> _Instruction_
Turn all of the records below into a numbered list, leaving out any blank lines.

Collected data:

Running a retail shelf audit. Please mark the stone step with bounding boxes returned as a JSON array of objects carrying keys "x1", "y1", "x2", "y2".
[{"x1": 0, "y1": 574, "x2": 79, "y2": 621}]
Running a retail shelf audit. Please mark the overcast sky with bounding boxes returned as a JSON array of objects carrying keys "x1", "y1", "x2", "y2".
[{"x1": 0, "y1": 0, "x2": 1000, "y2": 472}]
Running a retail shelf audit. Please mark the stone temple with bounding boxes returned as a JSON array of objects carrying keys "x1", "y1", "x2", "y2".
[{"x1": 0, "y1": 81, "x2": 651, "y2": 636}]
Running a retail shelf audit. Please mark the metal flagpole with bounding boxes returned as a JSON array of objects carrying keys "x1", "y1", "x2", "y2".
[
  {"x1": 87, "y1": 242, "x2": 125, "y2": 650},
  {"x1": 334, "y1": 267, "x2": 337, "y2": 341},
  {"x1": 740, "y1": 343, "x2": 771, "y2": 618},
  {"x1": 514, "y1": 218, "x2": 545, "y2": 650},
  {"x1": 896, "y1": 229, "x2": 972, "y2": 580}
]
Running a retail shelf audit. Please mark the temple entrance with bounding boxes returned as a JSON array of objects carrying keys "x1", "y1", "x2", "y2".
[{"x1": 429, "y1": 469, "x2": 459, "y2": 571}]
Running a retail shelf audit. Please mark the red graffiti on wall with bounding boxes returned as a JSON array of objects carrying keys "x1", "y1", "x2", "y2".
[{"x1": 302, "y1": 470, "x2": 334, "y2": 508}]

> _Written answer_
1. Running a retail shelf audit. Please mark the stone step with bounding boxes returned as a JSON array of objects carrying keys "x1", "y1", "x2", "y2".
2. [{"x1": 0, "y1": 574, "x2": 79, "y2": 621}]
3. Running a retail shelf audit. Please mark the overcast sky with bounding boxes returned as a JSON array of objects carrying keys "x1", "y1", "x2", "y2".
4. [{"x1": 0, "y1": 0, "x2": 1000, "y2": 472}]
5. Running a retail shelf audit. Please mark the stone temple with bounding boxes returned as a JSON array of objects carrying keys "x1", "y1", "x2", "y2".
6. [{"x1": 0, "y1": 81, "x2": 651, "y2": 636}]
7. Running a retail shelf audit. Please mark the metal flagpole with bounding boxes returned as a JSON array of objects carrying keys "x1", "y1", "x2", "y2".
8. [
9.   {"x1": 87, "y1": 242, "x2": 125, "y2": 650},
10.   {"x1": 334, "y1": 267, "x2": 337, "y2": 341},
11.   {"x1": 740, "y1": 343, "x2": 771, "y2": 618},
12.   {"x1": 514, "y1": 218, "x2": 545, "y2": 650},
13.   {"x1": 896, "y1": 229, "x2": 972, "y2": 580}
14. ]
15. Running a retail shelf audit. Please mark the temple entrance with bounding boxes returned as a JSON array of objects carrying keys "x1", "y1", "x2", "y2".
16. [{"x1": 429, "y1": 469, "x2": 459, "y2": 571}]
17. Running a retail shelf audit. Please mark the red graffiti on wall with bounding boxes returned as a JSON array of objects carrying keys "x1", "y1", "x2", "y2".
18. [{"x1": 302, "y1": 470, "x2": 334, "y2": 508}]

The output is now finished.